━━━━━ Records for the exercise
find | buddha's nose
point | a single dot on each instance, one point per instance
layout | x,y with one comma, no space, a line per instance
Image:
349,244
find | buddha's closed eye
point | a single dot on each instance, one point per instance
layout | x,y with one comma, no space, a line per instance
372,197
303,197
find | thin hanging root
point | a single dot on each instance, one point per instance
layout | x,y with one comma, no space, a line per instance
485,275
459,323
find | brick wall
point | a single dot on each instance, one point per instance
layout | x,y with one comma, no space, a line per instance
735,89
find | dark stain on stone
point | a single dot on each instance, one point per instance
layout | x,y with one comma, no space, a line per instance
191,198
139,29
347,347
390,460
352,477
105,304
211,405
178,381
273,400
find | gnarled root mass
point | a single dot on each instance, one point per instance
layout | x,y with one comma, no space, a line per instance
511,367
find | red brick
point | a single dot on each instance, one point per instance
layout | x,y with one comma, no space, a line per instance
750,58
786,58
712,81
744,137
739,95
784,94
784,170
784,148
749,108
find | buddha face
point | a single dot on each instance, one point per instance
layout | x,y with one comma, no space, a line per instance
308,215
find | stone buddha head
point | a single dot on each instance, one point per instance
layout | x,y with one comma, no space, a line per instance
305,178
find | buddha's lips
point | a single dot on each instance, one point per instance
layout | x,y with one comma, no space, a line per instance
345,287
━━━━━━━━━━
━━━━━ Records for the exercise
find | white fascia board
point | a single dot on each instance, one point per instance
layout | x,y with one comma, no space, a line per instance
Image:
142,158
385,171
━━━━━━━━━━
━━━━━ Records for the exercise
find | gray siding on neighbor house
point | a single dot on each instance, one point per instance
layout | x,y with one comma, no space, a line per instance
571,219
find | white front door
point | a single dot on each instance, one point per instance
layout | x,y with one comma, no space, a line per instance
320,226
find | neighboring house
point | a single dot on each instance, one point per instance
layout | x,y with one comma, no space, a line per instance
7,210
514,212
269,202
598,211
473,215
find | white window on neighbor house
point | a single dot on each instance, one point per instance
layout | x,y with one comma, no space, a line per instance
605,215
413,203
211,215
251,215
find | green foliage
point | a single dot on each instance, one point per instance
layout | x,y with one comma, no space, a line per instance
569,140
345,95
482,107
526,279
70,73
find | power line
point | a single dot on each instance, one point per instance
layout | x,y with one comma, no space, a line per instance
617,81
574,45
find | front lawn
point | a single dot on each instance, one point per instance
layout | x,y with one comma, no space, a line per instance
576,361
━━━━━━━━━━
- _Direction_
Identify each line in the listing above that contains the word "root", matching case exactly. Copy those lines.

- _Exercise result_
find | thin hanging root
find | gnarled root mass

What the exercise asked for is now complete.